== Data supplied ==

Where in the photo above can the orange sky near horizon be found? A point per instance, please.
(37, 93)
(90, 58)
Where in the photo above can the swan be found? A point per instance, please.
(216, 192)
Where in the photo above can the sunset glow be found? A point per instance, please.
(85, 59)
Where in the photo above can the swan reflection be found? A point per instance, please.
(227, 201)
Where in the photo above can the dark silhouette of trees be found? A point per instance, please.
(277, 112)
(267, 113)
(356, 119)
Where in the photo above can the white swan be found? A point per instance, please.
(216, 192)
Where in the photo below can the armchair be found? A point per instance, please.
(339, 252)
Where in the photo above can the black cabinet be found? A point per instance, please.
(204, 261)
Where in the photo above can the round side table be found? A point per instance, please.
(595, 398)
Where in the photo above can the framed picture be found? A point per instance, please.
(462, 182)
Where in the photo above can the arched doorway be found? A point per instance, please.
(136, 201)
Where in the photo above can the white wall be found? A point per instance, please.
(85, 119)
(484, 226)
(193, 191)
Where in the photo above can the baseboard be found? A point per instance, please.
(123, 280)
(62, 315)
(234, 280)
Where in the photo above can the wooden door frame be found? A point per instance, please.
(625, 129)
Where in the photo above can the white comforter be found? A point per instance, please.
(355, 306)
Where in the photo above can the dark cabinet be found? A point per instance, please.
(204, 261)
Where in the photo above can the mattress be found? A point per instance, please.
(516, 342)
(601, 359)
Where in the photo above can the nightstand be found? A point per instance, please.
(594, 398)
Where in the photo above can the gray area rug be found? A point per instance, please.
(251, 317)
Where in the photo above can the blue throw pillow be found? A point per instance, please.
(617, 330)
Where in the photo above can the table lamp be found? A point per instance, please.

===

What to do: Rewrite the listing above with every "cabinet" replaced by "cupboard", leaving everything else unchanged.

Solution below:
Where in the photo above can the orange sky near horizon be found? A point per instance, please.
(37, 93)
(90, 58)
Where in the photo above can the swan be found? A point per instance, please.
(216, 192)
Where in the photo above can the sunset glow be found? A point per instance, please.
(85, 59)
Where in the photo above can the swan reflection be found? A point per instance, please.
(227, 201)
Where in the photo above can the dark silhouette of trees be found? A point per instance, please.
(277, 112)
(267, 113)
(356, 119)
Where in the photo above can the white swan be found? A point per instance, please.
(216, 192)
Where in the photo below can the armchair be found? A point per instance, please.
(339, 252)
Where in the photo above can the black cupboard be found? A point per instance, please.
(204, 261)
Where in the photo above can the round side table be found? A point per instance, please.
(595, 398)
Where in the photo above can the framed picture be found? A point per instance, please.
(462, 182)
Where in the photo above can the arched doorway be found? A point per instance, please.
(136, 201)
Where in the photo above can the white wall be found? A point per instance, please.
(85, 119)
(484, 226)
(193, 191)
Where in the photo above can the baseboard be found? A point per instance, please.
(123, 280)
(62, 315)
(234, 280)
Where in the photo above can the wooden door frame be found? A point per instance, please.
(625, 129)
Where in the photo above can the white comforter be found? A point per instance, please.
(355, 306)
Where in the photo above can the dark cupboard be found? A point per instance, please.
(204, 261)
Where in the photo above can the mattress be found? A point per instance, please.
(516, 342)
(601, 359)
Where in the photo above can the nightstand be found? A point per instance, please.
(594, 398)
Where in the photo above can the gray area rug be found? A point per instance, please.
(251, 317)
Where in the photo above can the blue throw pillow be found? A point per instance, please.
(617, 330)
Where in the photo above can the table lamp be found? A point per instance, please.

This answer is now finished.